Point-per-instance localization data:
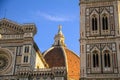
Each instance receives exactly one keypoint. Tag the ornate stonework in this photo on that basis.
(99, 39)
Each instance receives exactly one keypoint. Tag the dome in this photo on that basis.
(60, 56)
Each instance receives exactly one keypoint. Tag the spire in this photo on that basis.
(59, 38)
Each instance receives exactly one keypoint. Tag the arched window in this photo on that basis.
(95, 59)
(94, 23)
(105, 22)
(107, 59)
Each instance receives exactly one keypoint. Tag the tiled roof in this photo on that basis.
(61, 56)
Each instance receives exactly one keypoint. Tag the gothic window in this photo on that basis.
(26, 49)
(114, 56)
(25, 59)
(88, 60)
(95, 59)
(94, 23)
(107, 59)
(105, 22)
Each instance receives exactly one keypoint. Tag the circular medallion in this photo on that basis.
(3, 62)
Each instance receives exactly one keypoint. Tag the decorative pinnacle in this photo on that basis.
(59, 29)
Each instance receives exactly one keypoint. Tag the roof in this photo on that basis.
(60, 56)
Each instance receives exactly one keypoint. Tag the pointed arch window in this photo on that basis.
(107, 59)
(105, 22)
(95, 59)
(94, 23)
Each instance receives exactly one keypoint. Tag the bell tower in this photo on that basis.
(100, 39)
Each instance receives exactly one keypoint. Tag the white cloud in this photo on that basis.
(54, 17)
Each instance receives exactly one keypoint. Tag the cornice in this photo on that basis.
(94, 1)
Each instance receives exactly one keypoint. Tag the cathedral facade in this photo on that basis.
(100, 39)
(21, 59)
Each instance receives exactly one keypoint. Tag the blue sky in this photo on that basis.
(47, 15)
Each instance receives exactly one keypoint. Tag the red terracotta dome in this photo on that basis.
(60, 56)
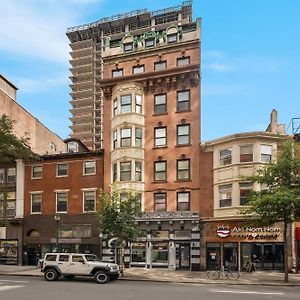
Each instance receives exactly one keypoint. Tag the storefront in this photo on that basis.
(235, 244)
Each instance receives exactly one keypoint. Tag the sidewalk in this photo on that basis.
(165, 275)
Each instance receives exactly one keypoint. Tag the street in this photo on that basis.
(36, 288)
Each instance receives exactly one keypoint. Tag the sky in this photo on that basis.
(250, 58)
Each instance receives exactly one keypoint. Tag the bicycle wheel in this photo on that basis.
(213, 274)
(232, 275)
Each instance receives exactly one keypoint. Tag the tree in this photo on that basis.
(12, 147)
(280, 201)
(116, 218)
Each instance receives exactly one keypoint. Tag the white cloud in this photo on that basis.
(36, 29)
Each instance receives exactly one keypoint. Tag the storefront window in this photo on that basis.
(160, 253)
(138, 252)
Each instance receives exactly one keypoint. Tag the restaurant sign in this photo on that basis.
(261, 233)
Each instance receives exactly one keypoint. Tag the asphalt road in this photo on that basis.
(36, 288)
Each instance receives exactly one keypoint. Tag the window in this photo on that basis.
(89, 167)
(160, 65)
(160, 201)
(149, 42)
(138, 171)
(125, 171)
(172, 38)
(138, 69)
(138, 104)
(115, 172)
(183, 134)
(125, 104)
(11, 175)
(160, 171)
(225, 157)
(138, 137)
(183, 100)
(36, 171)
(61, 202)
(89, 201)
(62, 169)
(36, 203)
(183, 201)
(265, 153)
(10, 204)
(117, 73)
(125, 137)
(183, 169)
(160, 104)
(183, 61)
(115, 108)
(246, 153)
(128, 47)
(225, 195)
(2, 175)
(160, 137)
(245, 189)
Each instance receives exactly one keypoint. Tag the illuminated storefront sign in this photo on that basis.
(225, 231)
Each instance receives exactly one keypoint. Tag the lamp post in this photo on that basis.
(57, 218)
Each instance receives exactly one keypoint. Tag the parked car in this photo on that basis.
(69, 265)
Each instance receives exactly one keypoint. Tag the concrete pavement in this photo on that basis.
(165, 275)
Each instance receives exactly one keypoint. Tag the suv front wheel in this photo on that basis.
(51, 275)
(101, 277)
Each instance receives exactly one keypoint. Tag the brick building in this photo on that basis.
(60, 196)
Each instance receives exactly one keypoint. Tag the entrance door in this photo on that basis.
(182, 256)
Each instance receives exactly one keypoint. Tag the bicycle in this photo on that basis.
(224, 272)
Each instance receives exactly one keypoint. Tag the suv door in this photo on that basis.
(78, 265)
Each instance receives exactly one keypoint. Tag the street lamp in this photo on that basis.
(57, 218)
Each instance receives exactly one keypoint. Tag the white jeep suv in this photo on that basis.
(69, 265)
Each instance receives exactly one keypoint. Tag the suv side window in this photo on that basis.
(77, 258)
(51, 257)
(64, 257)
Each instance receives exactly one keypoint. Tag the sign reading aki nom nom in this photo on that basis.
(224, 231)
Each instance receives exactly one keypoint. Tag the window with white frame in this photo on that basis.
(160, 170)
(160, 103)
(89, 201)
(125, 171)
(160, 137)
(138, 69)
(117, 73)
(61, 202)
(11, 175)
(36, 171)
(183, 134)
(89, 167)
(160, 65)
(183, 61)
(183, 100)
(265, 153)
(138, 171)
(246, 153)
(62, 169)
(225, 197)
(126, 137)
(160, 201)
(138, 104)
(225, 157)
(36, 203)
(138, 137)
(183, 169)
(183, 201)
(125, 104)
(245, 190)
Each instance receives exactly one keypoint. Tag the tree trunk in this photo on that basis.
(286, 252)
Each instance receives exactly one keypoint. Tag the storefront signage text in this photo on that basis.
(224, 231)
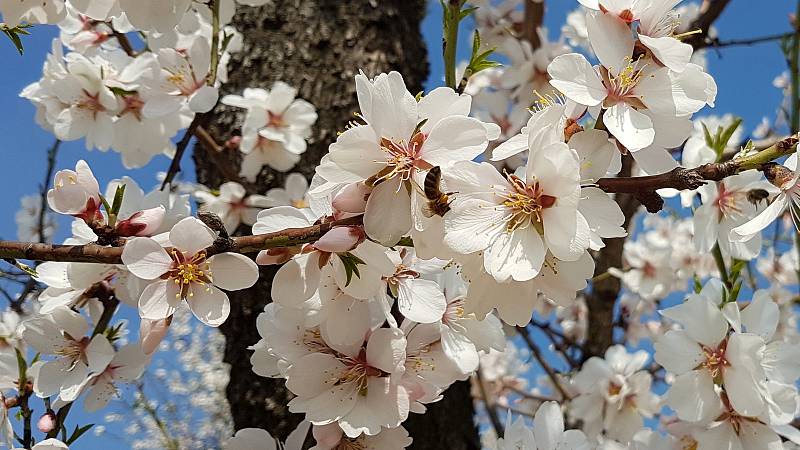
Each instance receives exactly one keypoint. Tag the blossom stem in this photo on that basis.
(452, 18)
(212, 76)
(682, 178)
(94, 253)
(720, 262)
(490, 405)
(537, 353)
(110, 304)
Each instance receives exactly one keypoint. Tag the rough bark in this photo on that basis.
(317, 46)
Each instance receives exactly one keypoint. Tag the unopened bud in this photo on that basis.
(340, 239)
(233, 143)
(352, 199)
(141, 223)
(780, 176)
(47, 422)
(10, 402)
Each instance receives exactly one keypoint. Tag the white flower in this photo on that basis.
(614, 394)
(62, 333)
(233, 205)
(519, 217)
(128, 364)
(656, 23)
(787, 199)
(49, 444)
(703, 354)
(357, 389)
(418, 299)
(626, 88)
(256, 438)
(181, 81)
(275, 128)
(547, 433)
(76, 193)
(27, 219)
(187, 273)
(32, 11)
(401, 140)
(330, 437)
(726, 204)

▶ **Work to be completed**:
The copy you write must hold every record verbatim and none of the pictures.

▶ **Result of this task**:
Each instance receives exactly one keypoint. Tag the ornate stonework in this photo on that basis.
(99, 39)
Each instance receives exactly one keypoint. Tag the dome in this photo on that basis.
(60, 56)
Each instance receives exactly one keypoint. Tag the spire in this photo on that basis.
(59, 38)
Each instance receives exactly one keypoint. Tag the arched window in this photo on that basis.
(95, 59)
(94, 23)
(105, 22)
(107, 59)
Each instance receives exactly one keypoint. Tag the tiled roof in this photo on that basis.
(61, 56)
Each instance receives exactly one keypoint. Tag the gothic window in this photo on that basis.
(26, 49)
(114, 56)
(25, 59)
(88, 60)
(95, 59)
(94, 23)
(107, 59)
(105, 22)
Each instance receives exactly one keypoint. Tag the circular medallion in this photo on that basis.
(3, 62)
Each instance receives exactly one keypoint. Tag the decorative pinnacle in this photo on that basis.
(59, 29)
Each instance receives exactly one keypoint. Tag the roof in this photo on that basis.
(60, 56)
Each instance receives exactly one keypoint. Tag the pointed arch window in this photo on that basis.
(107, 59)
(105, 22)
(95, 59)
(94, 23)
Each instance receives exactly one keypoint. Tag the bell tower in this photo on that basis.
(100, 39)
Each instance receives exactly one keypoint. Tag the white cloud in this photo on that basis.
(54, 17)
Each instance receives exactly one keypoint. Tag the cornice in this photo on that basis.
(94, 1)
Each instance receives exactly one keypoint. Tag the cathedral facade in this photo on that basis.
(100, 39)
(21, 59)
Each instance receives exactly one keypoint. Tag the blue sky in this photo on that basis.
(47, 15)
Each instance receives exactly one keypoint. Tag the red terracotta dome in this photo on that basis.
(60, 56)
Each instance receives exactly one keypoint. Tag the storefront in this photo on that basis.
(235, 244)
Each instance receives exactly one keypoint. Tag the sidewalk in this photo on that basis.
(165, 275)
Each instance receives exactly one keypoint. Tag the street in this photo on that basis.
(36, 288)
Each instance receives exactly one keypoint. Tag the sky in this photo on that basis.
(250, 58)
Each instance receives exactly one keypoint. Tag the bicycle wheel in this photo on that basis.
(213, 274)
(232, 275)
Each instance receives exactly one keypoint. Tag the tree in this photo on that basis.
(12, 147)
(280, 201)
(116, 218)
Each instance receives exactly one keypoint. Tag the white cloud in this photo on that basis.
(36, 29)
Each instance receives exactly one keypoint. Tag the storefront window in this photo on that basis.
(160, 253)
(138, 252)
Each instance receives exactly one keypoint. Tag the restaurant sign in this photo on that basis.
(261, 233)
Each instance receives exactly one keypoint. Tag the asphalt road in this photo on that basis.
(36, 288)
Each instance receives exactly one keypoint. Tag the window in this photo on that basis.
(89, 167)
(160, 65)
(160, 201)
(149, 42)
(138, 171)
(125, 171)
(172, 38)
(138, 69)
(138, 104)
(115, 172)
(183, 134)
(125, 104)
(11, 175)
(160, 171)
(225, 157)
(138, 137)
(183, 100)
(36, 171)
(61, 202)
(89, 201)
(62, 169)
(36, 203)
(183, 201)
(265, 153)
(10, 204)
(117, 73)
(125, 137)
(183, 169)
(160, 104)
(183, 61)
(115, 108)
(246, 153)
(128, 47)
(225, 195)
(2, 175)
(160, 137)
(245, 189)
Each instance receives exactly one keypoint. Tag the illuminated storefront sign in this photo on that basis.
(225, 231)
Each instance receives exactly one keypoint. Tag the lamp post in this photo on that basis.
(57, 218)
Each instance receives exactly one keypoint. Tag the parked car in this photo on that basis.
(69, 265)
Each instance receives exactly one keypoint. Tag the concrete pavement in this photo on that basis.
(165, 275)
Each instance receives exactly one keypoint. Tag the suv front wheel in this photo on that basis.
(51, 275)
(101, 277)
Each instance receives exactly one keypoint. Tag the brick building in this photo on that basis.
(60, 196)
Each instance receives exactly one keypoint. Tag the entrance door in this photo on that basis.
(182, 256)
Each instance receives exactly one keypoint. Tag the bicycle in this photo on that basis.
(224, 272)
Each instance receives exactly one keypoint. Tag the suv door in this photo on that basis.
(78, 265)
Each instance receives exactly one keypoint. Tag the street lamp in this photo on that basis.
(57, 218)
Each instance receives exactly one keypoint. Tag the white jeep suv in this photo on that basis.
(69, 265)
Each instance receives exactly one keypoint. Tag the suv side window in this photo on that basis.
(77, 258)
(51, 257)
(64, 257)
Each instance receives exactly one keypoint. Tag the sign reading aki nom nom in this photo on that basis.
(224, 231)
Each instance receives exactly one keypoint. Tag the window with white frame in this photo on that basis.
(160, 170)
(160, 103)
(89, 201)
(125, 171)
(160, 137)
(138, 69)
(117, 73)
(61, 202)
(11, 175)
(36, 171)
(183, 134)
(89, 167)
(160, 65)
(183, 61)
(183, 100)
(265, 153)
(138, 171)
(246, 153)
(62, 169)
(225, 197)
(126, 137)
(160, 201)
(138, 104)
(225, 157)
(36, 203)
(138, 137)
(183, 169)
(183, 201)
(125, 104)
(245, 190)
Each instance receives exactly one keypoint. Tag the tree trunk in this photo on that basis.
(286, 252)
Each instance receives exactly one keypoint. Tag the storefront signage text in this photo on that basis.
(224, 231)
Each instance receives exactly one keypoint. Tag the blossom stem in this photo on that basis.
(452, 18)
(212, 76)
(682, 178)
(94, 253)
(720, 262)
(490, 405)
(537, 353)
(110, 304)
Each instance receives exactly one keypoint. Tag the rough bark in this photo on that basis.
(317, 46)
Each instance receives exactly one keypoint. Tag the unopened bud in this photo on that basis.
(340, 239)
(233, 143)
(352, 199)
(141, 223)
(780, 176)
(47, 422)
(10, 402)
Each instance receives exactly one keypoint. Tag the white flower in this photo on that basis.
(614, 394)
(62, 333)
(233, 205)
(519, 217)
(128, 364)
(656, 23)
(787, 199)
(49, 444)
(703, 354)
(357, 389)
(418, 299)
(626, 88)
(256, 438)
(181, 81)
(275, 128)
(547, 433)
(76, 193)
(27, 219)
(187, 273)
(32, 11)
(401, 140)
(330, 437)
(726, 204)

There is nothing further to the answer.